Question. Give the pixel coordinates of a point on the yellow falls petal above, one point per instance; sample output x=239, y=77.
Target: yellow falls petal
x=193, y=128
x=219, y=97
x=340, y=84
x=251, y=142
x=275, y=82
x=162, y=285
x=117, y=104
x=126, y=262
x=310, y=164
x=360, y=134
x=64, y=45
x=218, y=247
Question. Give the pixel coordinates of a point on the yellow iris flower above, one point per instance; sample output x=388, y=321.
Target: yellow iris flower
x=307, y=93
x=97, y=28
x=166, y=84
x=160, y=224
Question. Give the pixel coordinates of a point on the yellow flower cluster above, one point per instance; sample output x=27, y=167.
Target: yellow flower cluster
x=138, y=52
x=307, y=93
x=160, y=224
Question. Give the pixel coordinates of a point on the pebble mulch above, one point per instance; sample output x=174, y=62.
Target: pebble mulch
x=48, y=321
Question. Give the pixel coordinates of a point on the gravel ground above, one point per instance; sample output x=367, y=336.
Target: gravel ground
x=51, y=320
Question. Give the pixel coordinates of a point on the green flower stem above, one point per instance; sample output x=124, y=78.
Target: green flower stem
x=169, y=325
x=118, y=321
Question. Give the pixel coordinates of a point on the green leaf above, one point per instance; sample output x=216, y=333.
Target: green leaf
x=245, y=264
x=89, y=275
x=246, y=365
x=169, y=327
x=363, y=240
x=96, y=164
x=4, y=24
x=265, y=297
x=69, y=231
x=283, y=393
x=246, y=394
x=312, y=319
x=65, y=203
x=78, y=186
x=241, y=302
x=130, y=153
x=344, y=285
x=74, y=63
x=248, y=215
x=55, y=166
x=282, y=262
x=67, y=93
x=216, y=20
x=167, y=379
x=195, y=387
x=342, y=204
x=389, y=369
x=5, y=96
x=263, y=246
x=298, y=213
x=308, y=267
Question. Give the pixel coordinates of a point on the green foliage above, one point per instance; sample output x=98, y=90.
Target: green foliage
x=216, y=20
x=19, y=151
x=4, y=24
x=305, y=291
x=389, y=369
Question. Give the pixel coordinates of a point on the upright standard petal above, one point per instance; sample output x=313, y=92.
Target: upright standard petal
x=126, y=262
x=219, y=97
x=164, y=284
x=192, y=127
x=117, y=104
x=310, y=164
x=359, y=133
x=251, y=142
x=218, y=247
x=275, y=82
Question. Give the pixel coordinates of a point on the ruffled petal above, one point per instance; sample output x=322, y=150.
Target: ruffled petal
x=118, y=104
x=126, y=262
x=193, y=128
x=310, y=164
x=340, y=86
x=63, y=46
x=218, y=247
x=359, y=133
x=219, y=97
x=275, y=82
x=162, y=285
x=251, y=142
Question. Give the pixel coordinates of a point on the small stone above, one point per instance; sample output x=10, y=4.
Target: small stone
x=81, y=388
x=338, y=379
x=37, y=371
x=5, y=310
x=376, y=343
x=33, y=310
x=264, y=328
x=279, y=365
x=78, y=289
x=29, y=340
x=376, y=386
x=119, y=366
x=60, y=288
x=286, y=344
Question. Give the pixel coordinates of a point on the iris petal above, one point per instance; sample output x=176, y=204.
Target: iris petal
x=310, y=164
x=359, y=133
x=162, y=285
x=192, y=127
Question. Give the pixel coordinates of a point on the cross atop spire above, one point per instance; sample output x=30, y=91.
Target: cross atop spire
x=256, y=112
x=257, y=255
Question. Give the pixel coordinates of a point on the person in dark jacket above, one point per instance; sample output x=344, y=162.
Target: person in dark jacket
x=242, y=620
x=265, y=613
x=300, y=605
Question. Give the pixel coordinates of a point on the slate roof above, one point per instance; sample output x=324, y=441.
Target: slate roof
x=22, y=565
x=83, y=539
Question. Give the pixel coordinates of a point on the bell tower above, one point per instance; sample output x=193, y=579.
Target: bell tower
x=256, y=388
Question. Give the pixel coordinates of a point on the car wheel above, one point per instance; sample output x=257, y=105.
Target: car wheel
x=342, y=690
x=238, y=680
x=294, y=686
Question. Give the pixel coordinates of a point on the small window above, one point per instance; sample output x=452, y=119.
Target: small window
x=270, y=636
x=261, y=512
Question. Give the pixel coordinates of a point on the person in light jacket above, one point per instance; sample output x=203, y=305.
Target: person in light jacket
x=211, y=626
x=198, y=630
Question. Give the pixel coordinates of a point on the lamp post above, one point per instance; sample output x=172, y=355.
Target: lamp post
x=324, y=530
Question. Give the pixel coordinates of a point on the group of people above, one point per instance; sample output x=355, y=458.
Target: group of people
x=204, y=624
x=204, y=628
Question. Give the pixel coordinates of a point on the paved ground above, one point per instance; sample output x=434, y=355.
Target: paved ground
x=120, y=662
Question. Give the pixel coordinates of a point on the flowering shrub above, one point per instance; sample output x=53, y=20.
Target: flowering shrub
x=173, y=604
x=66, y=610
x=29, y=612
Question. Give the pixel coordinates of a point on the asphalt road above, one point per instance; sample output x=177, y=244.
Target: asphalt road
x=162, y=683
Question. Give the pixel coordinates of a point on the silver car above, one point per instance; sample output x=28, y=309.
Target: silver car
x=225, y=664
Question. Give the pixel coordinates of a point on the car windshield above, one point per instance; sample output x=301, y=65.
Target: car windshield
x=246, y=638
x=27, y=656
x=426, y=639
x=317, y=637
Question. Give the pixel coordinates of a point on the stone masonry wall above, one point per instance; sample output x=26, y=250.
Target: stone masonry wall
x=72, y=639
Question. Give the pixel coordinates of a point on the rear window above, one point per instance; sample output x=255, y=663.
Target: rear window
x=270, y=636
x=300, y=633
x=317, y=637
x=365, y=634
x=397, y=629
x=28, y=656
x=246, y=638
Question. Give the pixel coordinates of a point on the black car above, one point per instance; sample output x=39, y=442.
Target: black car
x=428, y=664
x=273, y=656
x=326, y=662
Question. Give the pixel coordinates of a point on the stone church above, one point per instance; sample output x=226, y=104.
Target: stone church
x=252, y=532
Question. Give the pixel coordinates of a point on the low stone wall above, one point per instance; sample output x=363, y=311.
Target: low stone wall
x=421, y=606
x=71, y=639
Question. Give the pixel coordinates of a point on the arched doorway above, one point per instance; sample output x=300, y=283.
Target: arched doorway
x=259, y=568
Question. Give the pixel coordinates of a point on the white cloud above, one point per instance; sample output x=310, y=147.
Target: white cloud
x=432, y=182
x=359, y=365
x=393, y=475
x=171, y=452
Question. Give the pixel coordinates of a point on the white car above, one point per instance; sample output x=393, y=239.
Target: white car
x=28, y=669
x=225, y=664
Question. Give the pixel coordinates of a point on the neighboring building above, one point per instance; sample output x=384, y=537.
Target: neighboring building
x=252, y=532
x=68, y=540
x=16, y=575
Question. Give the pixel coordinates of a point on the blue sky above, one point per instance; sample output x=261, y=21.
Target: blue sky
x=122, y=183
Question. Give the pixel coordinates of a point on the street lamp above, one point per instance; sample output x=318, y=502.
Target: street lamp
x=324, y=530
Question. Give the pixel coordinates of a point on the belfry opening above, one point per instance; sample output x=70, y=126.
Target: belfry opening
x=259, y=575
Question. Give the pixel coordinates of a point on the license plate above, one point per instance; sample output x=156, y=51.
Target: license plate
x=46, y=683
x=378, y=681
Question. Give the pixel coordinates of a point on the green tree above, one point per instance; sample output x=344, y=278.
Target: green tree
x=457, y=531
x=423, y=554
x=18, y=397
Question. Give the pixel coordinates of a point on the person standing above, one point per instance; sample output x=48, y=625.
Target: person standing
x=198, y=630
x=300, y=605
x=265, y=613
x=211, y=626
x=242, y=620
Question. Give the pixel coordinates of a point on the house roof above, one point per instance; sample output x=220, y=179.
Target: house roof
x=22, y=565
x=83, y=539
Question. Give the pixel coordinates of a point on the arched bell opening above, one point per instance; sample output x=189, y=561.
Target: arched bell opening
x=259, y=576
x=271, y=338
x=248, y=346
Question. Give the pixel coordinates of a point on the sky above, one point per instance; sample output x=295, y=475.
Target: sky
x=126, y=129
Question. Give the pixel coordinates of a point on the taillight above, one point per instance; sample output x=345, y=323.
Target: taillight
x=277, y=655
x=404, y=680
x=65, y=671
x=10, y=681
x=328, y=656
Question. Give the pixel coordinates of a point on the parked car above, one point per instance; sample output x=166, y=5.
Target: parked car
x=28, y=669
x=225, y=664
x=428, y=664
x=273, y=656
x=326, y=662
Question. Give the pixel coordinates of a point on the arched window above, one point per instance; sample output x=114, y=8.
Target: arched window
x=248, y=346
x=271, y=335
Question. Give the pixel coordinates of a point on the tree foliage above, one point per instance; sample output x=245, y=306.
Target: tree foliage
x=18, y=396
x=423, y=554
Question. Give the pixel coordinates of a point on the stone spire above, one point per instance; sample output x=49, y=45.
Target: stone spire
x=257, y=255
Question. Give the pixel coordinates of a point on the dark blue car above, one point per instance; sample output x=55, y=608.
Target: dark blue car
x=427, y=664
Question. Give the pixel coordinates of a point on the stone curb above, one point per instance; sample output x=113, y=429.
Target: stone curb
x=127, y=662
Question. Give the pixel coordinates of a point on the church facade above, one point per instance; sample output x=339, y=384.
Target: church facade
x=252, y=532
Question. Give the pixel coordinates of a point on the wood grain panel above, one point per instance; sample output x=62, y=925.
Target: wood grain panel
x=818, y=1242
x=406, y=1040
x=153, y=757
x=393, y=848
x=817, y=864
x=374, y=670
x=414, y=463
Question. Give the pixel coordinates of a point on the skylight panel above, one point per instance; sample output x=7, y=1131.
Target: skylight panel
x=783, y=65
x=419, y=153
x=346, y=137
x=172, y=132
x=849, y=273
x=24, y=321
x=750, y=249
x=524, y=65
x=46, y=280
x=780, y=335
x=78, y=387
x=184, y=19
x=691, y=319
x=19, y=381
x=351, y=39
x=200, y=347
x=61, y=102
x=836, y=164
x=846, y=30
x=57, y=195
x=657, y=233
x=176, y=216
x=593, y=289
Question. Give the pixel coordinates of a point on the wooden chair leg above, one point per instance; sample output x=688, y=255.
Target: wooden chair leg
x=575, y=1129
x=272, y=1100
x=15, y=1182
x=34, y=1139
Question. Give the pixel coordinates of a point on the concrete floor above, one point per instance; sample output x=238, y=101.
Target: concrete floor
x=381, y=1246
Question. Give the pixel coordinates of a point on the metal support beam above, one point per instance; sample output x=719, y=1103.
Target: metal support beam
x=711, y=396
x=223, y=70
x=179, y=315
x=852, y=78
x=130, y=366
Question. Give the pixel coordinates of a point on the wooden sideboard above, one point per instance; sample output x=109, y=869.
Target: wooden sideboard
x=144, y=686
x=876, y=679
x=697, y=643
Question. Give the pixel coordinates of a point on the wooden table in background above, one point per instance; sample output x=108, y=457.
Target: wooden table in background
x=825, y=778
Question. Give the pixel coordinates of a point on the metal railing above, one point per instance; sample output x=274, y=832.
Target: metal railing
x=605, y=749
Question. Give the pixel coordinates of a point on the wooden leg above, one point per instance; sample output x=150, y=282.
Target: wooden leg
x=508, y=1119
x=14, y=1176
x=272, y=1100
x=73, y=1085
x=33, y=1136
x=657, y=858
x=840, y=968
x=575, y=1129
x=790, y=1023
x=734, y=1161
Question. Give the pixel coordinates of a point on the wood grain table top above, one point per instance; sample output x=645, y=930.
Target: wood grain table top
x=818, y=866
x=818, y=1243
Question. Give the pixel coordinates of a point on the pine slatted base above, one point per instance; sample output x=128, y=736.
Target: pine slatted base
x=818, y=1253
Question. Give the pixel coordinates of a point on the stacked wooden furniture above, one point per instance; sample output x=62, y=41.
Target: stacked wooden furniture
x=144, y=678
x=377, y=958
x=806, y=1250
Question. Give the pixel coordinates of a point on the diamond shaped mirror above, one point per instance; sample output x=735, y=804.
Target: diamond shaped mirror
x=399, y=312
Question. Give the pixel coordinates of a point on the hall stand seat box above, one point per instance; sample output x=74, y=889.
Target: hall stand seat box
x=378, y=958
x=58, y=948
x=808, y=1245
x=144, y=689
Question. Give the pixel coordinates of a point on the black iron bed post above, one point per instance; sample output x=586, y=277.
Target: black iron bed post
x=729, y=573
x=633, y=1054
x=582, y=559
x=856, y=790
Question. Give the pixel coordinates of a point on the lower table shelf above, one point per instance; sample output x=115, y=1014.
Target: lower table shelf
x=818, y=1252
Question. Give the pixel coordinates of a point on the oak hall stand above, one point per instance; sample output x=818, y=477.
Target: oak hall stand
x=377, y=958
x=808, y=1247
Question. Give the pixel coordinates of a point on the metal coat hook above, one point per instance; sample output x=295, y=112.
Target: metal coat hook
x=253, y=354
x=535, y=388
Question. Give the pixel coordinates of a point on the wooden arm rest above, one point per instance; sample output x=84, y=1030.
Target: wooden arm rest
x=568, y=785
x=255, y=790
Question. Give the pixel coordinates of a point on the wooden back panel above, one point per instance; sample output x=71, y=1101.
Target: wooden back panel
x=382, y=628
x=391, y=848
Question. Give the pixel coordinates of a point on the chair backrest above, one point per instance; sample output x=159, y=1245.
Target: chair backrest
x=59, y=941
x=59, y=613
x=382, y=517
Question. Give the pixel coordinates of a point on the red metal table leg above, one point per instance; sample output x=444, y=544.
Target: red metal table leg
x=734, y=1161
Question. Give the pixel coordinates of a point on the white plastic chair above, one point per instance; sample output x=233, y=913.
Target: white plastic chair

┄┄┄┄┄┄┄┄┄┄┄┄┄┄┄┄┄┄┄┄

▸ EXERCISE OBJECTIVE:
Repeat only the stretch of lines that begins at the line containing "Question. Give the pixel coordinates of a point on the chair" and ends at the last line above, both included.

▸ SOLUTION TO THE PROBLEM:
Question. Give the pixel coordinates of a point on the chair backrest above, one point per instance; sample output x=159, y=1245.
Target: chair backrest
x=59, y=941
x=59, y=613
x=382, y=517
Question. Give the pixel coordinates of a point on the red metal table leg above, one point per instance; sample output x=444, y=544.
Target: red metal table leg
x=734, y=1161
Question. Give the pixel coordinates of a point on the white plastic chair above, one point per instance; sample output x=233, y=913.
Target: white plastic chair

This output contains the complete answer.